[Records of labeled points]
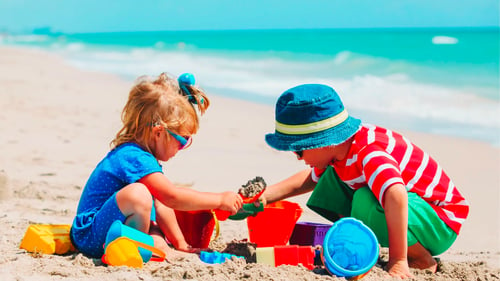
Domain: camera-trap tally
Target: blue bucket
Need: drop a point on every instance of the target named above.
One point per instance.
(350, 248)
(118, 229)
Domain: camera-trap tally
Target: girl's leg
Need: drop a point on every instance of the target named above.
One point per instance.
(167, 226)
(135, 202)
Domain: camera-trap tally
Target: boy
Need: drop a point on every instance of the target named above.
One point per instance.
(367, 172)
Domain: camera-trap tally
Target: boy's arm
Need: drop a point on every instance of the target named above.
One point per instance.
(396, 213)
(297, 184)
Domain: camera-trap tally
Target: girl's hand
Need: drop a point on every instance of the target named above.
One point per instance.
(231, 202)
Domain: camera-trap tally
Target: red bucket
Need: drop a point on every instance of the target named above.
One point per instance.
(273, 226)
(197, 227)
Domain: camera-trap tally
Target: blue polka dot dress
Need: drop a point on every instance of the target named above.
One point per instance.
(98, 208)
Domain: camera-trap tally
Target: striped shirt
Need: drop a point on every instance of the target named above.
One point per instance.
(379, 158)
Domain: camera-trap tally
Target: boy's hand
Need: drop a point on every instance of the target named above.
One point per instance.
(262, 201)
(231, 202)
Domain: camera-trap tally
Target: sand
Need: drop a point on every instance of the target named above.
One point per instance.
(56, 123)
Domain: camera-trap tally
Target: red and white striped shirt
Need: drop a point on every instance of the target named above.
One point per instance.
(379, 158)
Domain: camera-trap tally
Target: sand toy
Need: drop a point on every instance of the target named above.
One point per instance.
(47, 239)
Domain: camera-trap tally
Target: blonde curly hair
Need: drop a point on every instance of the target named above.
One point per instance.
(159, 101)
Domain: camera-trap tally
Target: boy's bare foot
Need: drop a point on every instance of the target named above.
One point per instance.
(420, 258)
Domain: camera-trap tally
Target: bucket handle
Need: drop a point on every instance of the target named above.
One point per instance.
(217, 226)
(157, 255)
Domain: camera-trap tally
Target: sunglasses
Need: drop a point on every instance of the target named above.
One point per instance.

### TASK DESCRIPTION
Transcribe all the data word for word; the images stay out.

### WORKED ANSWER
Domain: camera-trap tally
Target: blue bucket
Need: drop a point on every instance of the target named above.
One point per instance.
(350, 248)
(118, 229)
Domain: camera-trap tally
Target: girl's leg
Need: drop a point on every instance of the target named above.
One point per instance.
(167, 226)
(135, 202)
Domain: camera-trap tally
Target: boy
Need: drop a point on every instance of the target named above.
One point per instance.
(367, 172)
Domain: camera-trap tally
Target: boy's arm
Need: drop a point on every instance of the target named above.
One point per instance.
(396, 213)
(297, 184)
Domain: camera-trap tally
Target: girl's hand
Need: drop a point on every instance of the target named above.
One point per instance.
(231, 202)
Domain: camera-trap tally
Target: red bucket
Need: drop a point on every instance of the target named above.
One point per instance.
(273, 226)
(197, 227)
Domain: camera-trap tally
Target: blue polka dot dress
Need: drop a point on every instance of the target named above.
One point per instance.
(98, 208)
Domain: camera-trap tally
Target: striped shirt
Need: drop a point on every instance of the target named above.
One point per instance.
(379, 158)
Domain: camera-trap tally
Target: boy's hand
Need: drop a point on every instance of the target named above.
One point per instance.
(262, 201)
(231, 202)
Domain: camera-trap tally
Target: sand
Need: drop a point on every instance of the target named above.
One point per instance.
(56, 123)
Domain: camera-trap tally
Target: red and white striped shirt
Need: drop a point on every instance of the target named above.
One point per instance.
(379, 158)
Domain: camera-trap tally
Target: sand toy
Need: drop a point on every instance of the target named above.
One point per instance.
(47, 239)
Domain: camera-trap tally
Target: blonde curly hair
Need: drop a point on every instance of the target named above.
One point per instance.
(159, 101)
Domain: camera-trap tally
Target: boy's bare foot
Need: drop a point on every instance of the target named above.
One point per instance.
(420, 258)
Domain: camera-trap tally
Target: bucket handle
Need: drop a point on every instance of the target named above.
One point per instance.
(217, 226)
(157, 255)
Domain: camera-trap tally
Target: sunglasses
Need: drop a point on every instance of the target named above.
One point per instance.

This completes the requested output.